§ Recorded information:
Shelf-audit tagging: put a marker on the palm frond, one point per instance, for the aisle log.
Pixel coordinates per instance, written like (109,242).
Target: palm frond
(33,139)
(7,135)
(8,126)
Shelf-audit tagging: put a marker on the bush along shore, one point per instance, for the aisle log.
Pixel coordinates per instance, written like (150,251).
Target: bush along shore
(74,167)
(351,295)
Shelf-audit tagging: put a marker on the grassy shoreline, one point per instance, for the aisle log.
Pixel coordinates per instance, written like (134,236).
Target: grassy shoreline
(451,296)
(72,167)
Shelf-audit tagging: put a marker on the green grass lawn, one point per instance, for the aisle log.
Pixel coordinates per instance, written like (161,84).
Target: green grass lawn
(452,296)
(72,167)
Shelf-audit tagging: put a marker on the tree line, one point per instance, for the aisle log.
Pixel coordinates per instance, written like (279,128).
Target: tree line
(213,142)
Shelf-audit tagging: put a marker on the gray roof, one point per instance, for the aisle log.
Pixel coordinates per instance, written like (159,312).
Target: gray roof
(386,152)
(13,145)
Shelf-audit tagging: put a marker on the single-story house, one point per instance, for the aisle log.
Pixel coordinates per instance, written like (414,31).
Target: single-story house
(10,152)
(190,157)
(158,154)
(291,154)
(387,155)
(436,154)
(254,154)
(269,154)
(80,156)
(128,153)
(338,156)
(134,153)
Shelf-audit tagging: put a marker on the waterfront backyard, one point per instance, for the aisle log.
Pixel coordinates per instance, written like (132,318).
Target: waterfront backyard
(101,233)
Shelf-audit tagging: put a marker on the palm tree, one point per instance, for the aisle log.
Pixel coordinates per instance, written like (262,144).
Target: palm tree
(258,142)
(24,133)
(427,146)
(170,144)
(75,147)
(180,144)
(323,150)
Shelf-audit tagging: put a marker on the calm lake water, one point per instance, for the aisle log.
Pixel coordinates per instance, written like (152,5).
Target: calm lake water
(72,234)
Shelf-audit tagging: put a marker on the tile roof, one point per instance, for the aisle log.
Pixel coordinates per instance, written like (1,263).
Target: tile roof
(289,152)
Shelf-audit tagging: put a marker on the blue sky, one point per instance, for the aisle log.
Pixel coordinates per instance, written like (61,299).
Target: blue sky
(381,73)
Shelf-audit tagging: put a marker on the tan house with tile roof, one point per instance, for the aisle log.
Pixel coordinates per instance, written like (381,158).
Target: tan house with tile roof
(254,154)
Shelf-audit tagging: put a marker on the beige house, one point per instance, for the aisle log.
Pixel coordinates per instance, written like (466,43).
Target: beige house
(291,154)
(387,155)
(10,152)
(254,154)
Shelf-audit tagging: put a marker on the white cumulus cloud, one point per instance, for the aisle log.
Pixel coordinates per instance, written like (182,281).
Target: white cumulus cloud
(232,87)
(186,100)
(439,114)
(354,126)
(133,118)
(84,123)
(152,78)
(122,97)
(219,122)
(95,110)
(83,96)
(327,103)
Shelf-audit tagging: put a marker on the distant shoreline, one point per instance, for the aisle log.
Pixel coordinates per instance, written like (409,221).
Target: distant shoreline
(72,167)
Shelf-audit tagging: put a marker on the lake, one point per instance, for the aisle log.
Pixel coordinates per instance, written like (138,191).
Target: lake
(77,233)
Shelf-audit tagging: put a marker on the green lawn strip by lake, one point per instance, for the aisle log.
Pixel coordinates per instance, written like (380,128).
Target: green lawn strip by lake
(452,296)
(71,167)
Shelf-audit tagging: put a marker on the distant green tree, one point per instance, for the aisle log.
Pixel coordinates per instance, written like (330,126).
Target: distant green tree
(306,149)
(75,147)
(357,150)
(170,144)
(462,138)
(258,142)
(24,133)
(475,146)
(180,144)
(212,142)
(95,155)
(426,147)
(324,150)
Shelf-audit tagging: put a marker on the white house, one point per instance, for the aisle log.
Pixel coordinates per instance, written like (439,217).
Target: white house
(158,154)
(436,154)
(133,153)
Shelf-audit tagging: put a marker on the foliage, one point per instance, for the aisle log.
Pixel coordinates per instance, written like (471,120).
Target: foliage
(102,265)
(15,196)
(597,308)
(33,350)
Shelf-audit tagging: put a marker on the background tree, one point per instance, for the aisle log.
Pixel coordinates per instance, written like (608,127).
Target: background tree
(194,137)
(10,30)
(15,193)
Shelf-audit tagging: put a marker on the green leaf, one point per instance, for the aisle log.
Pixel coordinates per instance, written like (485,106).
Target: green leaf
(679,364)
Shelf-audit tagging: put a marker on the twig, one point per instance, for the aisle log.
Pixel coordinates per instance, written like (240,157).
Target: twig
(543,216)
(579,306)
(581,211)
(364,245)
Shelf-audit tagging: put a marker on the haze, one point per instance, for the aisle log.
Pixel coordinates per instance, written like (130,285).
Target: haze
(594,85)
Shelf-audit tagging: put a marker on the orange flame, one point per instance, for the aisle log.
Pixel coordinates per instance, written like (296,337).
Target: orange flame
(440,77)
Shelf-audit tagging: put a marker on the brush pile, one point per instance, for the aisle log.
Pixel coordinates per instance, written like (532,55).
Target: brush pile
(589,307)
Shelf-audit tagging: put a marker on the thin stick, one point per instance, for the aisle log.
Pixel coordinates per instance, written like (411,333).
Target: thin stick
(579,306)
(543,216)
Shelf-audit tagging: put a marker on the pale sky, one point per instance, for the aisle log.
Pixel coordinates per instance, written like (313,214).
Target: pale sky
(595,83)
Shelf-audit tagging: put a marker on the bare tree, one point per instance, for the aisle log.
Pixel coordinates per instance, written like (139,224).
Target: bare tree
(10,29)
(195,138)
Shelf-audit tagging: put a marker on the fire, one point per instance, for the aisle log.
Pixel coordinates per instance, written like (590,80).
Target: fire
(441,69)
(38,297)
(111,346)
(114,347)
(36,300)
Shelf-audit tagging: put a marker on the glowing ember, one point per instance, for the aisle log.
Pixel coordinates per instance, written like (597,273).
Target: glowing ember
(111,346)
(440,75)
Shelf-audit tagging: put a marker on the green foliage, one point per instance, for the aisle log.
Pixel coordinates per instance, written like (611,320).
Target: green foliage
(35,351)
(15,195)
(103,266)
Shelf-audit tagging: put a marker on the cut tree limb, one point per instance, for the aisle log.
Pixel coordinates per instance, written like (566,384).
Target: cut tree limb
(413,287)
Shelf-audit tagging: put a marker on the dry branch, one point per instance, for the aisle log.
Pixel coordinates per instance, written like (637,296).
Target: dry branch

§ Problem to solve: Which lines above include the word "branch"? Show each one.

§ Response for this exercise:
Shelf-audit tagging: put a marker on the dry branch, one point per instance, for the aisle log.
Target: dry branch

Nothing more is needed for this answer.